» Task objective: Restate the records in their entirety, word for word.

=== Supplied material ===

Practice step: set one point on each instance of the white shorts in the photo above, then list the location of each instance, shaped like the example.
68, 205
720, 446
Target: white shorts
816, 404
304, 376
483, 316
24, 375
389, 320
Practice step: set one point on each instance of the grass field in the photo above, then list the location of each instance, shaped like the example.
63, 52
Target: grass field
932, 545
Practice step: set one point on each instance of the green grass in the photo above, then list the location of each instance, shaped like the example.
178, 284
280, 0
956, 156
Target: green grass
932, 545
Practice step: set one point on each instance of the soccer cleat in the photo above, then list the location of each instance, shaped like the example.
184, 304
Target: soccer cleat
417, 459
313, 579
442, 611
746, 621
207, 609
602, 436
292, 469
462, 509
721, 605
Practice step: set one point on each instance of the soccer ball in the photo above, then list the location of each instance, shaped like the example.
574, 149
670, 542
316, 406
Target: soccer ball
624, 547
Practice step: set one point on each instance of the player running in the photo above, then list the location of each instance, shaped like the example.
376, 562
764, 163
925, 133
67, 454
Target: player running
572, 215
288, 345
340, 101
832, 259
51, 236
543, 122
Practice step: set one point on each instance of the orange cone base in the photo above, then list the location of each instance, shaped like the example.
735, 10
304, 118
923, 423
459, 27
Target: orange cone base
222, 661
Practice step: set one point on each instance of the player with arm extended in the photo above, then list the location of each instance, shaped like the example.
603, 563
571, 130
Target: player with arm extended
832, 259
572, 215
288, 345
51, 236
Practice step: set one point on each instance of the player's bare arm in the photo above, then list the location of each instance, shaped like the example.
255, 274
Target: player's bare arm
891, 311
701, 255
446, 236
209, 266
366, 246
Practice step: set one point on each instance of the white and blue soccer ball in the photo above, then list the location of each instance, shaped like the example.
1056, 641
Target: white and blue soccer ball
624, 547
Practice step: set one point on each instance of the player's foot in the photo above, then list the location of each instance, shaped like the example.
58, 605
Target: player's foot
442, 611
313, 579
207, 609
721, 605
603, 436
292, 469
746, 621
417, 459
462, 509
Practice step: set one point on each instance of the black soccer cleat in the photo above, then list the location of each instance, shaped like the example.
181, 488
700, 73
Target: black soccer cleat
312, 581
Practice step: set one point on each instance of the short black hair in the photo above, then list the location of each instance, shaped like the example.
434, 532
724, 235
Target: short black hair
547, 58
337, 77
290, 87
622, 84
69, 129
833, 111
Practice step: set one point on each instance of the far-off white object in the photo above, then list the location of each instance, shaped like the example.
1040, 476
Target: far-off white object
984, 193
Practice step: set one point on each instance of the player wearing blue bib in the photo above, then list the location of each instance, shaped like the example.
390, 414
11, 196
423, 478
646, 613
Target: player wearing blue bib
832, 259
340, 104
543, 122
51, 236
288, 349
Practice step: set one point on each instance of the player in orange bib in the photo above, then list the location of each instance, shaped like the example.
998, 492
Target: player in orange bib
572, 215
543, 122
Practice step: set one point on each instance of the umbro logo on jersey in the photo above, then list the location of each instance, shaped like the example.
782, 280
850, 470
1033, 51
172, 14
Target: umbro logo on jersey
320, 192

===

» Result of the exercise:
Practice step: set one point on each instance of the white shorts in the photo above, then list the location of each instance, shaped like the example.
68, 205
720, 446
Target: white shorts
816, 404
304, 376
483, 316
24, 375
389, 320
Practice step: set one point on each instance of the grass field in the photo above, then list the location of each instance, shaped like the example.
63, 52
Target: grass field
932, 545
Practice step: set one point on each instance of the green grass in the photo above, then list the location of each instance, shaped like the example.
178, 284
280, 0
956, 156
Target: green grass
932, 545
Practice step: set one point on each instance of the soccer cleat in the photo above, then list the location of each instance, shaped like the example.
184, 304
Target: soccer cleat
417, 459
313, 579
442, 611
746, 621
207, 609
602, 436
292, 469
462, 509
721, 605
Practice step: set one point on each instance of the soccer ball in the photo above, then list the location of each instance, shaped like the example.
574, 149
670, 542
316, 406
Target: soccer ball
624, 547
Practice step: set one point on each instance of the player running in the photo above, then list the location of each instance, shaped like the example.
376, 562
764, 163
925, 133
67, 454
Target: player running
572, 215
288, 345
340, 101
832, 259
51, 236
543, 122
Practice step: set one point on each instance of the orange cone base in the photo above, then list the location of each instance, shaped like the example.
735, 10
304, 118
923, 423
459, 27
Target: orange cone base
222, 661
Practice step: set one point on each instance of the player with arm extended in the photo above, then list the location of each instance, shaped like the example.
603, 563
571, 130
Target: player with arm extended
832, 259
572, 215
288, 345
51, 236
Practice step: set one point on each instance of the player's bare arm in the photo above, then list the location of each instance, shaped like the example.
255, 274
Target: player's bare arm
891, 311
701, 255
446, 236
209, 266
366, 246
Practice step: set one point on each instance of the white and blue soccer ball in the photo above, then list the location of each instance, shaped like the example.
1056, 641
Target: white and blue soccer ball
624, 547
Practice step: set one point on each instance of the player's foot in the photo above, then list the location of each instance, shaped like the example.
58, 605
Target: player's foot
442, 611
313, 579
207, 609
721, 605
603, 436
292, 469
746, 621
417, 459
462, 509
Practice step: set one point on each instance of the black soccer cleat in the photo above, then list the location of each instance, shaped like the example.
181, 488
700, 73
Target: black soccer cleat
312, 581
Practice step: set one point on each instance of the short black hair in the photo above, then list the location of each instance, shaped like the example.
434, 532
724, 235
Target: short black hair
547, 58
337, 77
290, 87
622, 84
69, 129
833, 111
Practice step: set one point on each instance of the far-off white object in the photo above, then list the location of each instance, shaped like the example.
1040, 476
Target: far-off white object
984, 193
Practice step: set one point on each instance of the player wearing blue bib in the photo above, then list the location of each instance, shaped like the example.
390, 414
11, 196
423, 478
646, 613
Target: player wearing blue bib
832, 259
340, 104
543, 122
51, 236
288, 349
Practice step: set one point on each instance of the player in orange bib in the photo above, then list the location of each instance, shaped like the example.
998, 492
Target: player in orange bib
572, 215
543, 122
Practice step: set one point on each instance of the umbro logo on jersey in the photo above, then list the location of each instance, shaped like the example.
782, 280
850, 470
1033, 51
172, 14
Target: umbro logo on jersey
320, 192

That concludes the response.